=== Section Start ===

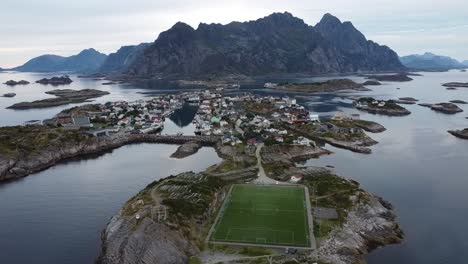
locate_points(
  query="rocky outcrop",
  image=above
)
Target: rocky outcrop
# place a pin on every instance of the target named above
(163, 223)
(358, 146)
(56, 80)
(13, 83)
(458, 102)
(13, 167)
(290, 153)
(368, 225)
(369, 126)
(382, 107)
(370, 82)
(455, 85)
(87, 60)
(9, 95)
(64, 96)
(431, 62)
(400, 77)
(446, 108)
(125, 242)
(328, 86)
(186, 150)
(384, 111)
(120, 60)
(279, 43)
(460, 133)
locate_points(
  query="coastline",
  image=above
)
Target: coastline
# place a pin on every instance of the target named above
(11, 168)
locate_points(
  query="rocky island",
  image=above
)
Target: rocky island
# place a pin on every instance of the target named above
(446, 108)
(399, 77)
(260, 140)
(406, 100)
(458, 102)
(9, 95)
(456, 85)
(186, 150)
(371, 82)
(56, 80)
(13, 83)
(63, 97)
(373, 106)
(328, 86)
(168, 221)
(460, 133)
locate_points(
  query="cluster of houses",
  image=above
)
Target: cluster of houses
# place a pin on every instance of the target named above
(224, 116)
(142, 116)
(228, 117)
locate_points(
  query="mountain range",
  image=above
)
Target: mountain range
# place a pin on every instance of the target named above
(277, 44)
(430, 61)
(119, 61)
(88, 60)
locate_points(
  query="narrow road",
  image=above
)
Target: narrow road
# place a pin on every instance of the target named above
(262, 178)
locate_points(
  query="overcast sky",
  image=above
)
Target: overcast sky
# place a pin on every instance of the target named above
(34, 27)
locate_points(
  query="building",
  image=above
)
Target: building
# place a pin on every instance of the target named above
(296, 178)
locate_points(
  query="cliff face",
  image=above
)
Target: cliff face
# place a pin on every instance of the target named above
(118, 61)
(86, 61)
(429, 61)
(125, 243)
(279, 43)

=== Section End ===

• [Work to be completed]: Leave out the pictures and restate, word for word, the lines from the top of the data through the line containing "Target: cluster of houses", both included.

• [Response for this exercise]:
locate_points(
  query="rocky outcrop",
  image=above
)
Target: rocky outcrop
# place a pin on every instance of the target named above
(163, 223)
(358, 146)
(56, 80)
(13, 83)
(458, 102)
(13, 167)
(290, 153)
(368, 225)
(369, 126)
(382, 107)
(370, 82)
(455, 85)
(87, 60)
(9, 95)
(64, 96)
(431, 62)
(400, 77)
(446, 108)
(125, 242)
(328, 86)
(186, 150)
(384, 111)
(120, 60)
(279, 43)
(460, 133)
locate_points(
  query="coastline",
  image=above
)
Target: coastline
# place a pin on every instance of the target named above
(11, 168)
locate_points(
  query="rocky island",
  image=above
)
Target: rocky island
# place a pin on every instance of the target named above
(446, 108)
(399, 77)
(260, 140)
(406, 100)
(458, 102)
(9, 95)
(456, 85)
(186, 150)
(371, 82)
(56, 80)
(13, 83)
(63, 97)
(373, 106)
(328, 86)
(168, 221)
(460, 133)
locate_points(
  query="cluster of houses",
  image=above
)
Target: cluster of houses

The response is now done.